Using the entries below, output exactly the line containing "Query: man's bare foot" and all lines that follow it to the end.

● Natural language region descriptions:
- - - - - - -
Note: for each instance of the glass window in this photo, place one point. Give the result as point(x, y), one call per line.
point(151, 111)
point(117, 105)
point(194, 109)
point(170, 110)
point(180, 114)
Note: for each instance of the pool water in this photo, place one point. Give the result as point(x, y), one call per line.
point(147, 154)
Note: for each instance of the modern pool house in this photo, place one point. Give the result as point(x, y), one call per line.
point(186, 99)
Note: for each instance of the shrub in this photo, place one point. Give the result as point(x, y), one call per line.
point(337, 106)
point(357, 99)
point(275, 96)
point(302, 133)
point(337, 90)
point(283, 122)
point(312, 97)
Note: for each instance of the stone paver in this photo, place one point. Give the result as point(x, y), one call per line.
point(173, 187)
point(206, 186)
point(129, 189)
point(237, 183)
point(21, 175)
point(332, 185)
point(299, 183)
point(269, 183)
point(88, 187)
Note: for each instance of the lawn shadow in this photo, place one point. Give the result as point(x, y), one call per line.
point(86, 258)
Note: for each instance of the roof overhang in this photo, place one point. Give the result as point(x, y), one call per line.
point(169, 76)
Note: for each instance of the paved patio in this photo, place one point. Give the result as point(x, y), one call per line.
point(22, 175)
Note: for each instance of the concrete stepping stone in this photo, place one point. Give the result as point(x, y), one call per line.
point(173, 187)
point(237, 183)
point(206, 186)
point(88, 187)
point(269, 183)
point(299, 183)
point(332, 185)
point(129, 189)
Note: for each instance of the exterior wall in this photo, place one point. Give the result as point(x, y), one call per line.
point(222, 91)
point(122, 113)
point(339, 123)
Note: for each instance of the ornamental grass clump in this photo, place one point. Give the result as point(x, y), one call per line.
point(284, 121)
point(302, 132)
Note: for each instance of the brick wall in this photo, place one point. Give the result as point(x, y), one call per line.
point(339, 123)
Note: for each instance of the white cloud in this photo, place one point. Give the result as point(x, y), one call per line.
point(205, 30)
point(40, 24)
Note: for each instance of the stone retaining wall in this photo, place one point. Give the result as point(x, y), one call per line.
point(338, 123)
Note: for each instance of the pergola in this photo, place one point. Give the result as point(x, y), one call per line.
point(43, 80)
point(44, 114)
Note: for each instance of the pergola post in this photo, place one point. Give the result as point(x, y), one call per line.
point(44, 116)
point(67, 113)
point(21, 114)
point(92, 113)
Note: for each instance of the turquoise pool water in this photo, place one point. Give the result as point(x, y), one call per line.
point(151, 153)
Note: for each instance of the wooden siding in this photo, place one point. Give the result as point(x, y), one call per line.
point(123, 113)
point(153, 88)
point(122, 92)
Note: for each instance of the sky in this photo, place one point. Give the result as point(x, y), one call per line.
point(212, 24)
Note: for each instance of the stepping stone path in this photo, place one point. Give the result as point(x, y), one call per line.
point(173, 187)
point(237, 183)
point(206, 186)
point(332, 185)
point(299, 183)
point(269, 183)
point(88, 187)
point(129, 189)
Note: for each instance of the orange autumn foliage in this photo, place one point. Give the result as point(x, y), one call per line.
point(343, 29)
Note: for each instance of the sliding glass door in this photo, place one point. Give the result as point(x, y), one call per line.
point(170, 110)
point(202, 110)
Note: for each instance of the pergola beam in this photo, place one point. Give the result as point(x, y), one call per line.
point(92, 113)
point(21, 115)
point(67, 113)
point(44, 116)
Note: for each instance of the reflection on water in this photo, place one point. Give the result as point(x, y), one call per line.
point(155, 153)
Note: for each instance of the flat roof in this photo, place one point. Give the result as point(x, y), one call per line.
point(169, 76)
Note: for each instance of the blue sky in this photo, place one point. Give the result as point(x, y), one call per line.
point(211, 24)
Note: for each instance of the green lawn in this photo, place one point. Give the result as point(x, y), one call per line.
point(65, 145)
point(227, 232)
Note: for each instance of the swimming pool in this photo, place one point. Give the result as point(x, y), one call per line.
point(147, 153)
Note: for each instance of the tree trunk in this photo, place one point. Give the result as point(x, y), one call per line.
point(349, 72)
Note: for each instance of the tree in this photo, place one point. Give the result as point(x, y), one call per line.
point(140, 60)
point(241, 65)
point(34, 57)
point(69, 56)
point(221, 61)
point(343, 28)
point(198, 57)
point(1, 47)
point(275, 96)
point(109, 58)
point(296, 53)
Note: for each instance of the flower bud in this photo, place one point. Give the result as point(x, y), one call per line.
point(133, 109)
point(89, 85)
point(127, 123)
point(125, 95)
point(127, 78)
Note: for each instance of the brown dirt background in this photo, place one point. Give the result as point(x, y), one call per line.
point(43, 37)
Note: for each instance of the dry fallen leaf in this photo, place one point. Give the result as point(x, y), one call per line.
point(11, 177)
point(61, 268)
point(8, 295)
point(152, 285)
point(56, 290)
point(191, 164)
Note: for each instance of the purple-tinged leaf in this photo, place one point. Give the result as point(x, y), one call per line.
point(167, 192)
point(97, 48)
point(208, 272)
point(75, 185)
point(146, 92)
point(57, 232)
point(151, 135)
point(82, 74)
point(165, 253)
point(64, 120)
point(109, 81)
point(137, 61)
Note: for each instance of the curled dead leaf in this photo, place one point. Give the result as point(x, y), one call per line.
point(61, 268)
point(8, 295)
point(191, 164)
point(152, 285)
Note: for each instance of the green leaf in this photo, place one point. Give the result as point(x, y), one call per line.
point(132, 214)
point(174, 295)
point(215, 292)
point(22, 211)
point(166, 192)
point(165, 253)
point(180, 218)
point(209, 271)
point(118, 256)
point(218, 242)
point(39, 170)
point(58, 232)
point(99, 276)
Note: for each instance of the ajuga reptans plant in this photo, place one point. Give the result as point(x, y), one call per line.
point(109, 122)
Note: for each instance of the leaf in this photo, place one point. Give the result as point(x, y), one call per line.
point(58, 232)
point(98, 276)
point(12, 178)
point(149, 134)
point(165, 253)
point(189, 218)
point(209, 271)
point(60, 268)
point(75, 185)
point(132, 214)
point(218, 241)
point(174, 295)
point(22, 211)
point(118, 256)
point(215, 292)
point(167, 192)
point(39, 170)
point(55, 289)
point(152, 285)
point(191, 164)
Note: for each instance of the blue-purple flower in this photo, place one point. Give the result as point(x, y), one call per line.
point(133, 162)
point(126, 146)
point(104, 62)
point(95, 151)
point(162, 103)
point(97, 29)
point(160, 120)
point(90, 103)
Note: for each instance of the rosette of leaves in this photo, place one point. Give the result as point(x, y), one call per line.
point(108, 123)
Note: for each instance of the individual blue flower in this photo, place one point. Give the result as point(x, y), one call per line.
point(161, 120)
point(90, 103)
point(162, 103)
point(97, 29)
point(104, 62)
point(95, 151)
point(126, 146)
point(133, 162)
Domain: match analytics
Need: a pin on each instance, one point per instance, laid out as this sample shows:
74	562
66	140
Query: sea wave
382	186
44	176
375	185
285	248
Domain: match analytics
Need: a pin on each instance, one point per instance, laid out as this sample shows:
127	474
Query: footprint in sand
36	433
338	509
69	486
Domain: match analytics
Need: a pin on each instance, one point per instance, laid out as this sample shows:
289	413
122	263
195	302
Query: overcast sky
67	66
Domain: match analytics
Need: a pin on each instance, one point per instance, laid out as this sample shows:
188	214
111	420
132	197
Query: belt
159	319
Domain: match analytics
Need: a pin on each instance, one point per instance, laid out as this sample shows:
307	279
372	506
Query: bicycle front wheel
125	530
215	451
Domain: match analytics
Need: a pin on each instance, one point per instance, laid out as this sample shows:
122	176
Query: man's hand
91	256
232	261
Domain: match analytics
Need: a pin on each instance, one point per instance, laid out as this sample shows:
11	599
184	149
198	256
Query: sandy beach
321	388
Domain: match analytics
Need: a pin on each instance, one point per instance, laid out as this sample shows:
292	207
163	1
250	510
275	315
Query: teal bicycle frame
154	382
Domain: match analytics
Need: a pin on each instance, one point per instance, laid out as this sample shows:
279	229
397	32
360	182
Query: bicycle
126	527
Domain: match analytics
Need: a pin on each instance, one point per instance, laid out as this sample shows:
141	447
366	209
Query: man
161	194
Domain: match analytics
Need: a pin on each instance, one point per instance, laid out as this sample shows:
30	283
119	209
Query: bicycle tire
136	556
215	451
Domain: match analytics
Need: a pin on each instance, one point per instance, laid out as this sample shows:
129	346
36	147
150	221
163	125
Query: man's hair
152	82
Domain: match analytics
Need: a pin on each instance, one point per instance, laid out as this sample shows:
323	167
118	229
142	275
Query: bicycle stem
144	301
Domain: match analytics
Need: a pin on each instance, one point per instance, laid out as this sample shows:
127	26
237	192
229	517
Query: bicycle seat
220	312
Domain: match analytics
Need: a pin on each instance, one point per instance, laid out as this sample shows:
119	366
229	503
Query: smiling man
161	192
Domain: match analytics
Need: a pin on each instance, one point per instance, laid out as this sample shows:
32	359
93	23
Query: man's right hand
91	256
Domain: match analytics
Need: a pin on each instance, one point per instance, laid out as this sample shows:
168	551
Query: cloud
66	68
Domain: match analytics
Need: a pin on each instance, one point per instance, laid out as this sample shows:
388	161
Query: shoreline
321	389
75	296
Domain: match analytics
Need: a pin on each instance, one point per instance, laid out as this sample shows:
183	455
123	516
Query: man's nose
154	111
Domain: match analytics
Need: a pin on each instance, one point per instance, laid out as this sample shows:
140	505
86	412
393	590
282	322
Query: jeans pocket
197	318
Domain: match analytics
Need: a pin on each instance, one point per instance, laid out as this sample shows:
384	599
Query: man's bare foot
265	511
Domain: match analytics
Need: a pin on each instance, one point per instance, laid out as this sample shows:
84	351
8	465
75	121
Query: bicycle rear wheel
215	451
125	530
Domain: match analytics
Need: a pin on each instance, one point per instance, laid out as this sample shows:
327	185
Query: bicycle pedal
- - - - - - -
● Task response:
Query: man's bare foot
265	511
Domain: match analytics
Need: a pin on each instance, one point per instance, laid out as this sample shows:
84	351
8	465
75	121
Query: bicycle rear wheel
215	451
125	530
Domain: match analytics
Need: a pin on each instance, one point per instance, laid out as this sample shows:
327	185
Query: bicycle pedal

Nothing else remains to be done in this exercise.